» Exercise
When you reproduce the listing, keep every word as it is and drop the pictures.

» Provided information
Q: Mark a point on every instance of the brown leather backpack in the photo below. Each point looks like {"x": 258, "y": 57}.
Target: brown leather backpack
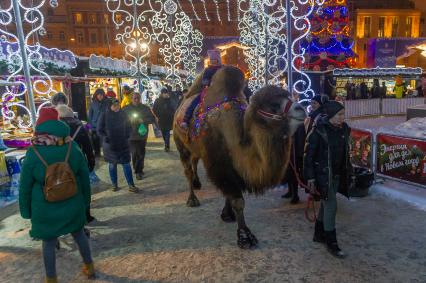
{"x": 59, "y": 182}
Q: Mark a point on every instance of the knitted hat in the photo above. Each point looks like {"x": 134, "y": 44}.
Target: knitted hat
{"x": 317, "y": 98}
{"x": 332, "y": 107}
{"x": 64, "y": 111}
{"x": 47, "y": 114}
{"x": 214, "y": 56}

» Expected answer
Q: Mark a point on every instance of the brown leather backpack in the photo below. Each point looks like {"x": 258, "y": 57}.
Target: brown leather backpack
{"x": 59, "y": 182}
Q: Mark a point on every instance of the knitted hat in the photo above. Each point looks like {"x": 134, "y": 44}.
Target: knitted hat
{"x": 317, "y": 98}
{"x": 332, "y": 107}
{"x": 64, "y": 111}
{"x": 47, "y": 114}
{"x": 214, "y": 56}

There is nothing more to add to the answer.